Exercise directions: Only the number is wanted: count the lines in the data with "rope" in them.

═══ Stored data ═══

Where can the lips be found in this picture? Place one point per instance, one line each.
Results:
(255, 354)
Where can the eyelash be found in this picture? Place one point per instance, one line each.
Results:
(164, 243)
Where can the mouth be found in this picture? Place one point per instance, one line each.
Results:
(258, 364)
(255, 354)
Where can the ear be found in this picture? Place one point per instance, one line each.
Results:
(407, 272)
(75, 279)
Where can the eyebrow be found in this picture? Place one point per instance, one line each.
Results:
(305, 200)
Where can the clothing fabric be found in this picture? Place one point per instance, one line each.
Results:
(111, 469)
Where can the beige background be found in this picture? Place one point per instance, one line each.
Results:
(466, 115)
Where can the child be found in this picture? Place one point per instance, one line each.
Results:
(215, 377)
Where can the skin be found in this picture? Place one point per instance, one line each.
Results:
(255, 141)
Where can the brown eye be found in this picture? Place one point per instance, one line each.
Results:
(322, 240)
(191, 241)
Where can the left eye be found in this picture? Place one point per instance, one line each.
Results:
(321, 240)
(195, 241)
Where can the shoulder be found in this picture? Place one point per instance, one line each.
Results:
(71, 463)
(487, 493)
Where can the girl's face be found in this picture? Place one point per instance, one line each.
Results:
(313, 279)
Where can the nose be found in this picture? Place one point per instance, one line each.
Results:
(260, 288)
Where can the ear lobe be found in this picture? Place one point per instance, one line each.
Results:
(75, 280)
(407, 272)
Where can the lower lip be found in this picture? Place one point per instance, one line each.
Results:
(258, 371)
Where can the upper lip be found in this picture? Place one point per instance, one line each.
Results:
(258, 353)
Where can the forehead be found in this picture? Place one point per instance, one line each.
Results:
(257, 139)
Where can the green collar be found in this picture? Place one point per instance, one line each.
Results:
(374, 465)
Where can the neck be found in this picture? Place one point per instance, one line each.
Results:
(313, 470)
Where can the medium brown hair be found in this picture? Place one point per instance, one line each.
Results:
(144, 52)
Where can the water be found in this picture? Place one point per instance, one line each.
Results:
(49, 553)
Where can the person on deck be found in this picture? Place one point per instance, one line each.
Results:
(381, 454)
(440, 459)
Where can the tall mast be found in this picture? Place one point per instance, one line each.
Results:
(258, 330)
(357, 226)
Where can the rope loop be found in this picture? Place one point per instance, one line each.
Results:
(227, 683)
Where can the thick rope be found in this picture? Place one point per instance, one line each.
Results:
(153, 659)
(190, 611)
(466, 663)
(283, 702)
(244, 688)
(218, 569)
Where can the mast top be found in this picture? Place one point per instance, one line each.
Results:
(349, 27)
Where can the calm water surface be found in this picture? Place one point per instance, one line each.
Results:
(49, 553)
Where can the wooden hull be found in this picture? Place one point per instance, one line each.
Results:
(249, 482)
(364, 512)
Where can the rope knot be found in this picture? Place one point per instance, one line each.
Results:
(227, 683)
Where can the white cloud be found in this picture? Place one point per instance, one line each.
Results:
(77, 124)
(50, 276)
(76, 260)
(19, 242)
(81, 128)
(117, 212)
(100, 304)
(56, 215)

═══

Answer area: 3